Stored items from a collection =

[Start of section]

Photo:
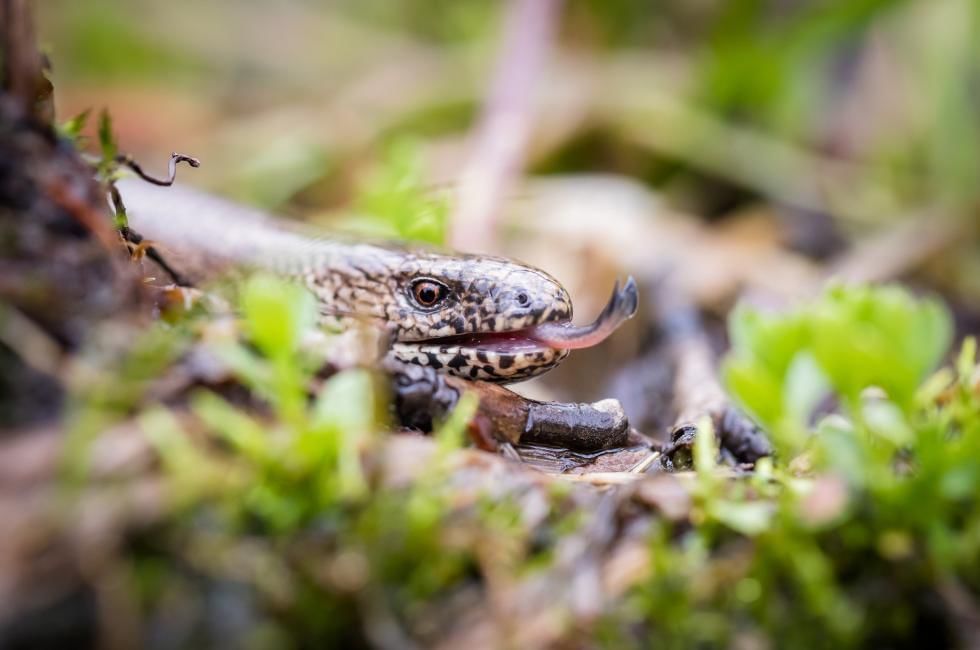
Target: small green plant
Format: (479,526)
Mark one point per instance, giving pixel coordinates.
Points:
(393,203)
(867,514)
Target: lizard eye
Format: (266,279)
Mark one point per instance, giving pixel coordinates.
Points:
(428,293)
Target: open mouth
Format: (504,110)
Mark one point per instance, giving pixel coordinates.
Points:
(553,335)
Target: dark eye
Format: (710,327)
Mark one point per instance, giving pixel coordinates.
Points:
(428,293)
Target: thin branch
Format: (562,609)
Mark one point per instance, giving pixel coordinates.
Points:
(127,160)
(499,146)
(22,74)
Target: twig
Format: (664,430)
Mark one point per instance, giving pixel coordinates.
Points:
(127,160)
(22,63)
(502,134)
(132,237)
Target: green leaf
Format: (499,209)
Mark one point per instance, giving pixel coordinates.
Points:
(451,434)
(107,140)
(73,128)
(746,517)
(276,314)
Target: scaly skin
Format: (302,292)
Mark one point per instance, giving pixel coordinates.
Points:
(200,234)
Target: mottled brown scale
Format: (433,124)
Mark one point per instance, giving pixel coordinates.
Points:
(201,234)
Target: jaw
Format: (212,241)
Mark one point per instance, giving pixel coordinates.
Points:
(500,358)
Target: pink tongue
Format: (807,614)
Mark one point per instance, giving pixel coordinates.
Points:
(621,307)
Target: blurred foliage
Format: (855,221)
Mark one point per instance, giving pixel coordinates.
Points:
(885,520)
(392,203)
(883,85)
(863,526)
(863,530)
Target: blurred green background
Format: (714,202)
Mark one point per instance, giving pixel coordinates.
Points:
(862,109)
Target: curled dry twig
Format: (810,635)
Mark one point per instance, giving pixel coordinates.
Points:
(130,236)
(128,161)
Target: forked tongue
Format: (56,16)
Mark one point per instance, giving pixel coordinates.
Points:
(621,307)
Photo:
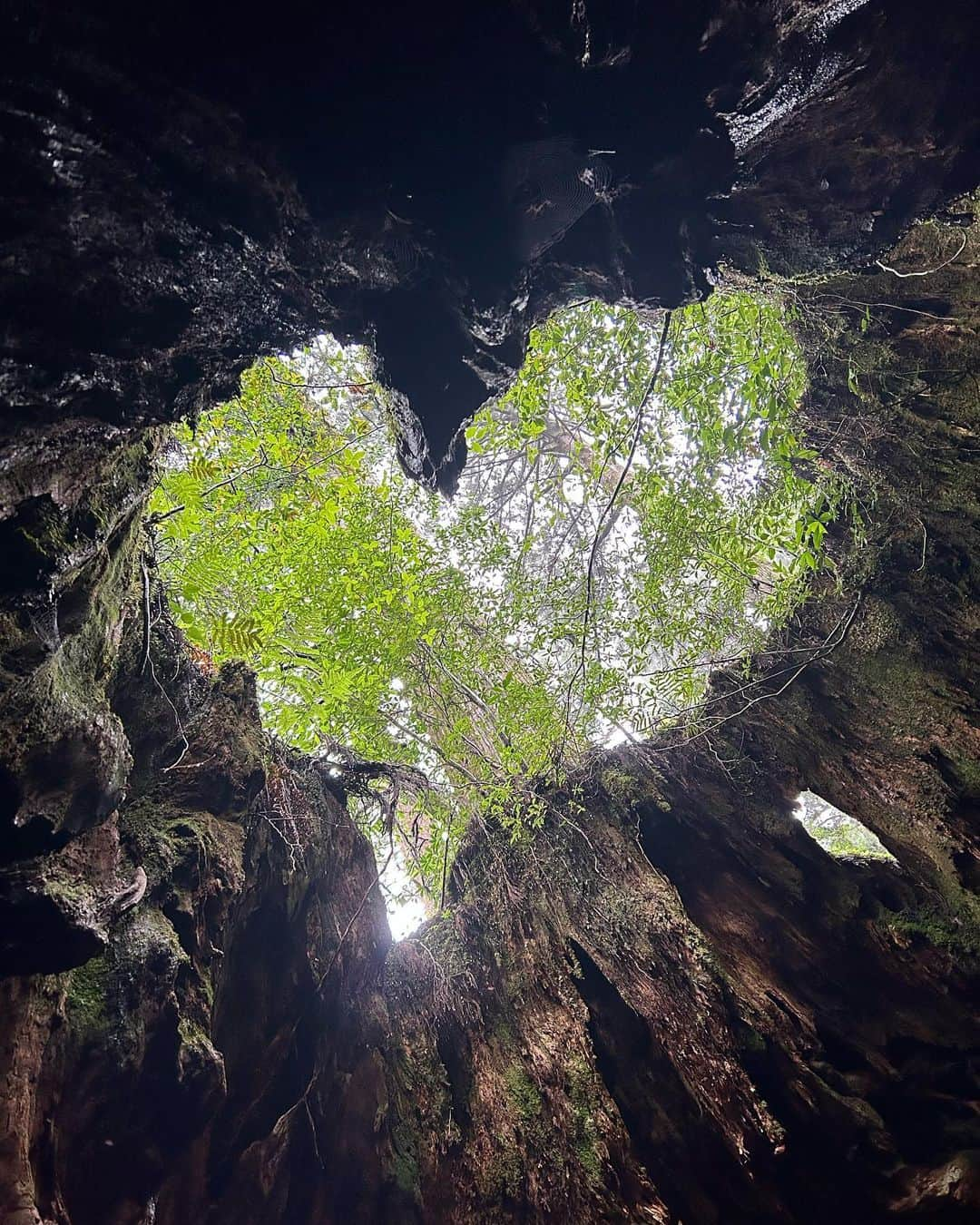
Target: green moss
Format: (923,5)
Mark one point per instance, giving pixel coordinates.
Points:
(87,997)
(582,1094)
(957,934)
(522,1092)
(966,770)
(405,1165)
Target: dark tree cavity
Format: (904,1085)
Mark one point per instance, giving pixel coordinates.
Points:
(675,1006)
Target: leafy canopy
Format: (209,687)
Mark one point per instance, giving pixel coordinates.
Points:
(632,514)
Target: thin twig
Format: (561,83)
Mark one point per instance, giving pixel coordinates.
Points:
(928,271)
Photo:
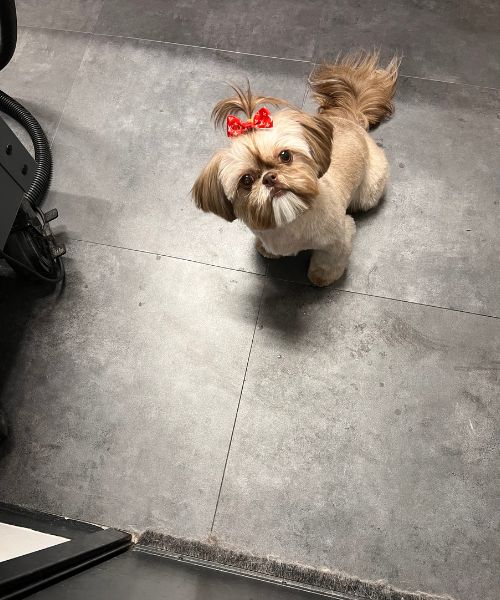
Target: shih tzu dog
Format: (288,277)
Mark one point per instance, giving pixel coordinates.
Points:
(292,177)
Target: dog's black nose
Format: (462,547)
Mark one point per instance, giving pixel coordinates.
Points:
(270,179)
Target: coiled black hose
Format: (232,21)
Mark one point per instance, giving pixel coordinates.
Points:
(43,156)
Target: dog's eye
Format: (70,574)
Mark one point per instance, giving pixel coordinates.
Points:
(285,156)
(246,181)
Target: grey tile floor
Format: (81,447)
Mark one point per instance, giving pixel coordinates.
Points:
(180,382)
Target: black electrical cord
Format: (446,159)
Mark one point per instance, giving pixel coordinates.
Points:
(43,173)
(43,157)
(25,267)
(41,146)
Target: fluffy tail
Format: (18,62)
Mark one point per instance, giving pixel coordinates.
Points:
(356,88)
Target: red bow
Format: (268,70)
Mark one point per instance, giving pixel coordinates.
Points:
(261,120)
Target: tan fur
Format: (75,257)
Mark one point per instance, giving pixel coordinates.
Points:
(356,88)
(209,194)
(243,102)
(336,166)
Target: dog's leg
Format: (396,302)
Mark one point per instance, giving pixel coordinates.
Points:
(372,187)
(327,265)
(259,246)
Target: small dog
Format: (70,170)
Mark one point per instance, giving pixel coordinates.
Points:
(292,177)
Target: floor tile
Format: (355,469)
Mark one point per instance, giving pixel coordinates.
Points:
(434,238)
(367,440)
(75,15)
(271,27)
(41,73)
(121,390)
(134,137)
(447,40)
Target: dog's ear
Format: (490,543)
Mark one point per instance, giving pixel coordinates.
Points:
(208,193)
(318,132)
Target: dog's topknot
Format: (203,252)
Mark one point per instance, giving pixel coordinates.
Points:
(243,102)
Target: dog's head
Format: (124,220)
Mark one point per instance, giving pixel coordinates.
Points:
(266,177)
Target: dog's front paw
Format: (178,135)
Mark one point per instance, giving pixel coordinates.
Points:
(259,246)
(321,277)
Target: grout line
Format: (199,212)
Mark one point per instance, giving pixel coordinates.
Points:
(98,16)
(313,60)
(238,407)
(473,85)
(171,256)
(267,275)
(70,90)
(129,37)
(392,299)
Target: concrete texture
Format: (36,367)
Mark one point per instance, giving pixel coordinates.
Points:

[End of section]

TASK ITEM =
After locating "Target: curled dry twig" and "Format: (904,1085)" in the records above, return exactly the line holding each one and every line between them; leave out the pictures.

ANSWER BOX =
Target: curled dry twig
Format: (810,635)
Mark one point per instance, giving pixel coordinates.
Points:
(130,236)
(128,161)
Target: forked tongue
Format: (56,16)
Mark one point per instance, giving pixel coordinates.
Points:
(621,307)
Photo:
Target: green moss
Format: (923,5)
Mark one point per instance, giving pixel coordinates.
Points:
(87,997)
(582,1094)
(957,934)
(522,1092)
(966,770)
(405,1165)
Target: dark tree cavity
Format: (904,1085)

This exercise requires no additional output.